**Set problem:** Reproduce verbatim the stretch of records that begins with the line containing "class: wheel rim -> detect all" and ends with the line containing "[130,34,138,48]", including both of those lines and nothing else.

[Start of Extracted records]

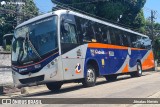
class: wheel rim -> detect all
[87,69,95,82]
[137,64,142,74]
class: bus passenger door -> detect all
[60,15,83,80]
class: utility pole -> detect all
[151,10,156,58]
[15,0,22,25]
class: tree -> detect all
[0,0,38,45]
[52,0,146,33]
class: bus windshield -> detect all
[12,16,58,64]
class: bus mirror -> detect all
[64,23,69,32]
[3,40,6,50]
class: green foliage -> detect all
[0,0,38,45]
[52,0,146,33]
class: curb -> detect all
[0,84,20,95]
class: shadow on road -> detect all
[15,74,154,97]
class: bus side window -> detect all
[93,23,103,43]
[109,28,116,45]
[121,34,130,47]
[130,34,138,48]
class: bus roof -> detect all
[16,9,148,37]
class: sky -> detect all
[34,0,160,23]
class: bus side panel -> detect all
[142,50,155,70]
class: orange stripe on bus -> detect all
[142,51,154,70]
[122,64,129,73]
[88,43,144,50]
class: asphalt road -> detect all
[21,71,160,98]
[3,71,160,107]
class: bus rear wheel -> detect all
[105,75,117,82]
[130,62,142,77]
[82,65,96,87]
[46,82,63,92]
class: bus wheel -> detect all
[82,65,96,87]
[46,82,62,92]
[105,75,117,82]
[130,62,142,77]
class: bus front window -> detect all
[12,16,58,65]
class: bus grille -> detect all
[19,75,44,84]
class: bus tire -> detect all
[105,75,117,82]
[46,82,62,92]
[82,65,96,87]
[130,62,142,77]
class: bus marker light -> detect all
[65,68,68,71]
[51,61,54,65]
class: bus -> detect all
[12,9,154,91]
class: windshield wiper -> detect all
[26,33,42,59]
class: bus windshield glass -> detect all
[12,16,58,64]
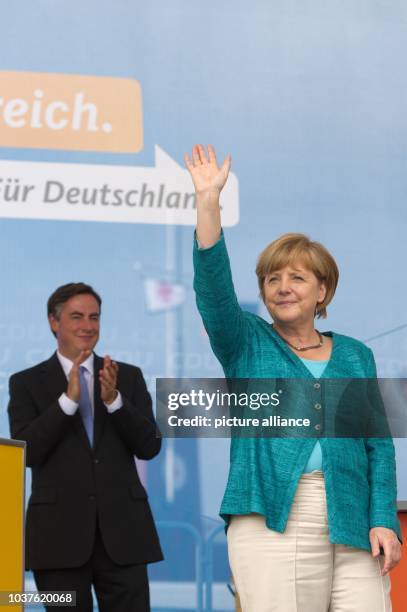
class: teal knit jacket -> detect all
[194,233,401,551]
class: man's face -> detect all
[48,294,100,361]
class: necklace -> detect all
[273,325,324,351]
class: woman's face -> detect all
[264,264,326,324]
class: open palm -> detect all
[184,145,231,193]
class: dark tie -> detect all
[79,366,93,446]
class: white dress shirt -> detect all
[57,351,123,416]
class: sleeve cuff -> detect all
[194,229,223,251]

[End of Extracted records]
[Start of Extracted records]

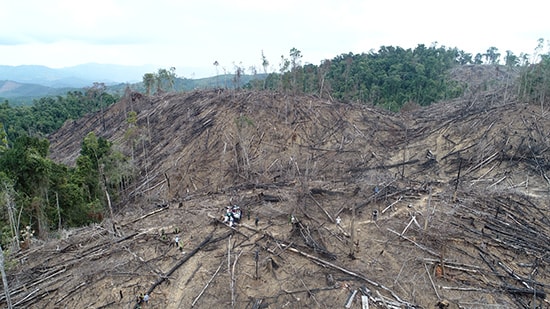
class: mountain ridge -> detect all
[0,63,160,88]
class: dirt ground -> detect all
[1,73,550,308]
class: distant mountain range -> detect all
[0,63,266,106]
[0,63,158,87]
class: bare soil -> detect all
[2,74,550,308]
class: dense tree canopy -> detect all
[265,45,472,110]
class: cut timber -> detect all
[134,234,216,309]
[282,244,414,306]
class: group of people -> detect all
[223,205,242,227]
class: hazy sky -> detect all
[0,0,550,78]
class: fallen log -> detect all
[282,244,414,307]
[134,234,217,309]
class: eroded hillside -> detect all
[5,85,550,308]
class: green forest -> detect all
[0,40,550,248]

[End of Extracted records]

**Reply:**
class: wheel rim -> detect all
[87,69,95,82]
[137,64,142,74]
class: bus passenger door -> detect all
[60,15,83,80]
class: utility pole -> detect all
[151,10,156,58]
[15,0,22,25]
class: tree -> detect all
[0,0,38,45]
[52,0,146,33]
class: bus windshield -> detect all
[12,16,58,64]
class: bus mirror -> detect all
[64,23,69,32]
[3,40,6,50]
class: green foliage -> detect all
[0,0,38,45]
[52,0,146,33]
class: curb -> detect all
[0,84,20,95]
class: shadow on road -> detect all
[15,74,154,97]
class: bus side window -> detect all
[93,23,103,43]
[109,28,116,45]
[121,34,130,47]
[130,34,138,48]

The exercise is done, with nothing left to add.